* [The problem] Report every line of the items below that contains the string "window". Matching is case-sensitive.

Entries drawn from a collection:

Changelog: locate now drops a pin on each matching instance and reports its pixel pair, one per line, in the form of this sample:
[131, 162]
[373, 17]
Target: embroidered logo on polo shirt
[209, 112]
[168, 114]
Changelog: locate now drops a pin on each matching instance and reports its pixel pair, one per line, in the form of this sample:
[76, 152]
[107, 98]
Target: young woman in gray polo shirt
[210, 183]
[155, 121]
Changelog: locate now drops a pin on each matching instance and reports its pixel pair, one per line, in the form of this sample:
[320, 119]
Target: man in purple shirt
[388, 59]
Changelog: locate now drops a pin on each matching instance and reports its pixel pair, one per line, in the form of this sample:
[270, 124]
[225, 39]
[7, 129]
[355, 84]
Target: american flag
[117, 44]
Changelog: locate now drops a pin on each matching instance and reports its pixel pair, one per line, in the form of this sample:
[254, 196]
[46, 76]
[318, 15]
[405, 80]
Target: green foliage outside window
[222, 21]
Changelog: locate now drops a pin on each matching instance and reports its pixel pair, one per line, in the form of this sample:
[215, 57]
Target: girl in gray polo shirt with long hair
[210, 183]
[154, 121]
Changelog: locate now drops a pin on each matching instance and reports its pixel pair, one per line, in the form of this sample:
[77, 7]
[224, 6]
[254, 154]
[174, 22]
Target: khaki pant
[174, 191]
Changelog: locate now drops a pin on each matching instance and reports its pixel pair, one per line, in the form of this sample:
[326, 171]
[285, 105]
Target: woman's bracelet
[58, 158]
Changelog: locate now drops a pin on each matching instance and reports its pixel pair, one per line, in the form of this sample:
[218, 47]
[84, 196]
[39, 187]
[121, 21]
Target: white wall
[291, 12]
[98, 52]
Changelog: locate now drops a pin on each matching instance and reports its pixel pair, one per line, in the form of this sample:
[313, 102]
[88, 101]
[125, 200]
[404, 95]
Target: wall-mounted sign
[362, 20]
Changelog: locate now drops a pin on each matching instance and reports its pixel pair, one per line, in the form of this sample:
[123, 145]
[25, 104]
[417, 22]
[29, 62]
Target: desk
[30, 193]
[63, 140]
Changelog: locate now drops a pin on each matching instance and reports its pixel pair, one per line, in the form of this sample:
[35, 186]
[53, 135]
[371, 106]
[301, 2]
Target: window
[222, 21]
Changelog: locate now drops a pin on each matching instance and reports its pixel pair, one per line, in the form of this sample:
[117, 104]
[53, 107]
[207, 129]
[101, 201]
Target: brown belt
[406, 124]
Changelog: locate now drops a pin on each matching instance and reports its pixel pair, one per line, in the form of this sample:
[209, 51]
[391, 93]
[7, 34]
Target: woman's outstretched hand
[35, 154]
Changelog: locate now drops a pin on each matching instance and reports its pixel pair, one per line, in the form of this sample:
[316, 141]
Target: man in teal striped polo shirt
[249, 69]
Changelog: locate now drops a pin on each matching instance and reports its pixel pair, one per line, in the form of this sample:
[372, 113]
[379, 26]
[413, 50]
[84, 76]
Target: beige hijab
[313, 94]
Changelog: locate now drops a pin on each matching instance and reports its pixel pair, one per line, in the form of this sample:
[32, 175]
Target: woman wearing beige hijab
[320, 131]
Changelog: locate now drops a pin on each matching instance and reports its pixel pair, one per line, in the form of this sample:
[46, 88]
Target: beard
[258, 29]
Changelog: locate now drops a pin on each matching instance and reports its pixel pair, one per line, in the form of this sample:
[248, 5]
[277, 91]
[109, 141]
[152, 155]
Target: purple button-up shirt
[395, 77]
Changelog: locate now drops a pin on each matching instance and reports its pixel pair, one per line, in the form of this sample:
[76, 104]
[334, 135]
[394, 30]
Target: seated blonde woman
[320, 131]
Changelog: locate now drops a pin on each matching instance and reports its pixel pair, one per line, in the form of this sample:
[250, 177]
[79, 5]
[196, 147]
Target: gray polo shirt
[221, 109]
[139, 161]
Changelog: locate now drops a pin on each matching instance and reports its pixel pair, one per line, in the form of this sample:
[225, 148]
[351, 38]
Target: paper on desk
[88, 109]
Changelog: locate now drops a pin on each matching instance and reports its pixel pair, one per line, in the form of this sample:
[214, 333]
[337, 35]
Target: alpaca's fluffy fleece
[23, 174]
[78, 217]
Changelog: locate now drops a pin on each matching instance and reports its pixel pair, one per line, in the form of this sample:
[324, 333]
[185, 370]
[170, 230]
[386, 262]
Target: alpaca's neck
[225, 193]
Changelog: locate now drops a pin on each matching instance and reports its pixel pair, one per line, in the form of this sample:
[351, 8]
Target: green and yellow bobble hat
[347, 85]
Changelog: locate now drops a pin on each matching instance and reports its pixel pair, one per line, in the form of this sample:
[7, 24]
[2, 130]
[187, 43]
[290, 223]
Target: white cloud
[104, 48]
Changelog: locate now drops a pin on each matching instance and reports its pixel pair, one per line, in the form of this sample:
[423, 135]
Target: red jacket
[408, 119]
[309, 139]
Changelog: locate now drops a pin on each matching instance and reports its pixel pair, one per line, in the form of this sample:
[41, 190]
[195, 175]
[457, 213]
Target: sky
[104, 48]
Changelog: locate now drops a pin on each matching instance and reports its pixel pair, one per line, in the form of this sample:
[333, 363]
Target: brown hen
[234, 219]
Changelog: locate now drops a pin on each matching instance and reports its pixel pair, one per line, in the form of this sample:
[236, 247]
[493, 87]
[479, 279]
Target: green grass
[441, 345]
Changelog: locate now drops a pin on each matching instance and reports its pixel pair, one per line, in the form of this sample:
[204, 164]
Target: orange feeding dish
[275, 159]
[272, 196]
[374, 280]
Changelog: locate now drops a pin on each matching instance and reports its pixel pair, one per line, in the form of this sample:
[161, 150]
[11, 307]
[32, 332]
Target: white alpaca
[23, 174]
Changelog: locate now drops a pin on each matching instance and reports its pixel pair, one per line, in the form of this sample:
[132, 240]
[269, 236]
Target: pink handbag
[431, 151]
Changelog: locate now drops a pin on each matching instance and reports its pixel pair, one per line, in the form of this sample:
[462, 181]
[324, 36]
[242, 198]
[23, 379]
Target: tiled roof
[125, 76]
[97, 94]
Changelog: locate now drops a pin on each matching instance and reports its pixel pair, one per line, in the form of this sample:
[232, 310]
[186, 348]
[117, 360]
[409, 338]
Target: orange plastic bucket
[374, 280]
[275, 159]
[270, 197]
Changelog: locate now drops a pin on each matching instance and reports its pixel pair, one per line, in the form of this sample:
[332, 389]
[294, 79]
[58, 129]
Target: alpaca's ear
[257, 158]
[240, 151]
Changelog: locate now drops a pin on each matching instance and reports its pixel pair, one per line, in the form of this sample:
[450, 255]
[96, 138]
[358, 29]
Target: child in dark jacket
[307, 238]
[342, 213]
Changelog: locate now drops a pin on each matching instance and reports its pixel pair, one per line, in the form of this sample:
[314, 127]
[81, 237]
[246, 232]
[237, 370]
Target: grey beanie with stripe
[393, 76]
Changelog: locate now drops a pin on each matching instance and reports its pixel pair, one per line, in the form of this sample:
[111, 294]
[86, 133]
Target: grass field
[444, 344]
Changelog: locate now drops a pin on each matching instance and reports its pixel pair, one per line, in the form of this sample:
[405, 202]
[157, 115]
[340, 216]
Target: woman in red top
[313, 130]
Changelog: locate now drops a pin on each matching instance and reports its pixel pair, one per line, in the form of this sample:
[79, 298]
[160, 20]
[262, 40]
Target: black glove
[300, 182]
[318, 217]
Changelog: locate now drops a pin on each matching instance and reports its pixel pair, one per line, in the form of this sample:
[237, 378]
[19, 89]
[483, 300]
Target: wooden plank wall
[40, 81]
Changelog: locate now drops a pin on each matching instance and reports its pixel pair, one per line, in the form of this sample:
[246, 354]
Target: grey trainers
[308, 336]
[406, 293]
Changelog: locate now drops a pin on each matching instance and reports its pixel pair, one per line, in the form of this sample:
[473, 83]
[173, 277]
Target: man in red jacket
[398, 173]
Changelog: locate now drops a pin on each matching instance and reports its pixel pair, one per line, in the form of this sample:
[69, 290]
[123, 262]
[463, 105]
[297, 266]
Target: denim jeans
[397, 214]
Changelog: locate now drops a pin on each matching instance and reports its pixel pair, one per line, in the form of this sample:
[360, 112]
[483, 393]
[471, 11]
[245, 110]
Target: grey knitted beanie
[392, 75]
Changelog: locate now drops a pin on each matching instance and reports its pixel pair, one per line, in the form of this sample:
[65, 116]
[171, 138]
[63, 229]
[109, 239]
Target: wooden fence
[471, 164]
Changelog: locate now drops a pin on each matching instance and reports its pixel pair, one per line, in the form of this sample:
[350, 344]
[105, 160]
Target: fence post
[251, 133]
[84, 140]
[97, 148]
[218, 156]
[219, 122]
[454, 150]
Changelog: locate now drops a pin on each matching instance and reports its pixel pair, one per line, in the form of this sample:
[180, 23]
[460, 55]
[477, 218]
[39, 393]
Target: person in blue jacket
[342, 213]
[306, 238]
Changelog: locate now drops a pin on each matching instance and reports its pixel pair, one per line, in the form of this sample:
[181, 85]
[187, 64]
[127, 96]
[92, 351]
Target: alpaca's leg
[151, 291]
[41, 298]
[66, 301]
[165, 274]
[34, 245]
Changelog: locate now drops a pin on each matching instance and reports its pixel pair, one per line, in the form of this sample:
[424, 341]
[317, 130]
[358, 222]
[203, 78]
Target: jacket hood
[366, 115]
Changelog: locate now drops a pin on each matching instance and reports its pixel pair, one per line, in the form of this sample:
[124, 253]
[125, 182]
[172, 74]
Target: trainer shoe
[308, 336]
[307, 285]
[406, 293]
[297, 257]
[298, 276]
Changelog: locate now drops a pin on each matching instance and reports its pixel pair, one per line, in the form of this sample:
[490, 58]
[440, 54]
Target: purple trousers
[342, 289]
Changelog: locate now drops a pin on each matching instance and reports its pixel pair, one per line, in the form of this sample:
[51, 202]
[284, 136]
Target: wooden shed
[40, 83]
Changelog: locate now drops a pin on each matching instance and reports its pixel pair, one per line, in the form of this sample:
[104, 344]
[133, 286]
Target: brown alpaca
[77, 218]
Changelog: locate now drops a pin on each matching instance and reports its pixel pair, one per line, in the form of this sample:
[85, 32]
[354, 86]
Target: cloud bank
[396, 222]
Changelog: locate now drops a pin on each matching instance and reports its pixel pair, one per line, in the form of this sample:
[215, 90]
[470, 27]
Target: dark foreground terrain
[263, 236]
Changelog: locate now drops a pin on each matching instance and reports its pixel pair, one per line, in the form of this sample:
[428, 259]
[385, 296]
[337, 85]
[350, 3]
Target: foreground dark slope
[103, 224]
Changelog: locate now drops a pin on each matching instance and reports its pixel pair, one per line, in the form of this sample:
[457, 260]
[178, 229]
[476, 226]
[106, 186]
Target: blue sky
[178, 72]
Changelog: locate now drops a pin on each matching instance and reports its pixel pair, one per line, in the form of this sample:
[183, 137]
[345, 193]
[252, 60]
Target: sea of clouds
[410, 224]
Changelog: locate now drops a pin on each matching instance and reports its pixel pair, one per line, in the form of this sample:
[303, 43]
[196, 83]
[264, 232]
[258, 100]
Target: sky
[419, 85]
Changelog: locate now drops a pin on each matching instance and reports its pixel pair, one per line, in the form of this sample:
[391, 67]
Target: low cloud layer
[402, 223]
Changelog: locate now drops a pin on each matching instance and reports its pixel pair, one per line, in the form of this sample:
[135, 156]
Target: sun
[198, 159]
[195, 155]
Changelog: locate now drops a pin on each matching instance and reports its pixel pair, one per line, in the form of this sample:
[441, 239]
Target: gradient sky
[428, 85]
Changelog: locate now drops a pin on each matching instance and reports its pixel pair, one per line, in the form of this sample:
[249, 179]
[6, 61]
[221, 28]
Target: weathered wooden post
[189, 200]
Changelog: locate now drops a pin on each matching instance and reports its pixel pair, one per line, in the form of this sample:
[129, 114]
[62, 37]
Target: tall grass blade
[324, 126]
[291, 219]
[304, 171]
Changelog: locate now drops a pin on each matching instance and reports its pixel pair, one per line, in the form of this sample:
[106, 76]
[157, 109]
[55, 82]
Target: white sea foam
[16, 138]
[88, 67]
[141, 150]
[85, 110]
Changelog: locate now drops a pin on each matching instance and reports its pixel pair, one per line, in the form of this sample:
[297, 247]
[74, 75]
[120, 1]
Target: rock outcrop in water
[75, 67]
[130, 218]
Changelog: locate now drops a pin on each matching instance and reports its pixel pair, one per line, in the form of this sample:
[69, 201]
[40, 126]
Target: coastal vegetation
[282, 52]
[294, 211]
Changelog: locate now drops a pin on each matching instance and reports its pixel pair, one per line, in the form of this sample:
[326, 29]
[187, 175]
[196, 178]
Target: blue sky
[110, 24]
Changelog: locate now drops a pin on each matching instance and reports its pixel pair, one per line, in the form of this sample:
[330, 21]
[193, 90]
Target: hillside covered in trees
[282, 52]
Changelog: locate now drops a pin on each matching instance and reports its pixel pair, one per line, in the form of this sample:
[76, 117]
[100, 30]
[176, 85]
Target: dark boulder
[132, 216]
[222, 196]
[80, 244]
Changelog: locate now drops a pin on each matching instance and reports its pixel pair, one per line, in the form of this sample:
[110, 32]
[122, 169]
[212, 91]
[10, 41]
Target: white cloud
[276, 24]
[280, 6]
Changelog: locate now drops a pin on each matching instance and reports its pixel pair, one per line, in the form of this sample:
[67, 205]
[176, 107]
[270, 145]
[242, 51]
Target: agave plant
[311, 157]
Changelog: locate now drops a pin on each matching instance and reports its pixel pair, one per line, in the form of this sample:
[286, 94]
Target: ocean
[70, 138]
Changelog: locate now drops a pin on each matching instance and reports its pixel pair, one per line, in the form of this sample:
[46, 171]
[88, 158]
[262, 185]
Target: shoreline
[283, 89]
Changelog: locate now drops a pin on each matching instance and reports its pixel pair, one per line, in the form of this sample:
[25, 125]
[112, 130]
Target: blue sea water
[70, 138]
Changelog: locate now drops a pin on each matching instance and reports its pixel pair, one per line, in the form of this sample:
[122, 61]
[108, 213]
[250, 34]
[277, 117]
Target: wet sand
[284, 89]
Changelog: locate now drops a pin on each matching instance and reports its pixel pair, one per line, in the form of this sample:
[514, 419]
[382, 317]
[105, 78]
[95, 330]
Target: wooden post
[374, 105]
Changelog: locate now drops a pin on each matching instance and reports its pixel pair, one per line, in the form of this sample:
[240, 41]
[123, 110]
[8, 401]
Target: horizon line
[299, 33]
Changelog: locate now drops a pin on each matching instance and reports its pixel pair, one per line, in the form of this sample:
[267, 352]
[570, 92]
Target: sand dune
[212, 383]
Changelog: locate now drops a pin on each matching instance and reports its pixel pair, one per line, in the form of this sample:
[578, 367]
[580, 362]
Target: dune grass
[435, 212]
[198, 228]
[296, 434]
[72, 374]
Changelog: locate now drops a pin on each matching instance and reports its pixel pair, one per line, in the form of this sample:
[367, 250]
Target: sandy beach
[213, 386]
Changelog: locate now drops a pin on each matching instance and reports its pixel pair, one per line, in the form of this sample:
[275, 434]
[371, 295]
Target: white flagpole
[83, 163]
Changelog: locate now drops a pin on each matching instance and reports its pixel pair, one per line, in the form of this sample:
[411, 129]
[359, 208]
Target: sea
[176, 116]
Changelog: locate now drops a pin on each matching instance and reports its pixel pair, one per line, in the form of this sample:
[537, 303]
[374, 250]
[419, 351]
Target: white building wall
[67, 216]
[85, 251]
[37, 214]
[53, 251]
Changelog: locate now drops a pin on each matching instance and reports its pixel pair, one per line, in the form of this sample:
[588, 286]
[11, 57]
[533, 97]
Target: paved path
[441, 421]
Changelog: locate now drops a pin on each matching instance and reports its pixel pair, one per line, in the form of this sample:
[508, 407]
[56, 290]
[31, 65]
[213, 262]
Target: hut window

* [Correct answer]
Target: green foliage outside window
Target: window
Target: hut window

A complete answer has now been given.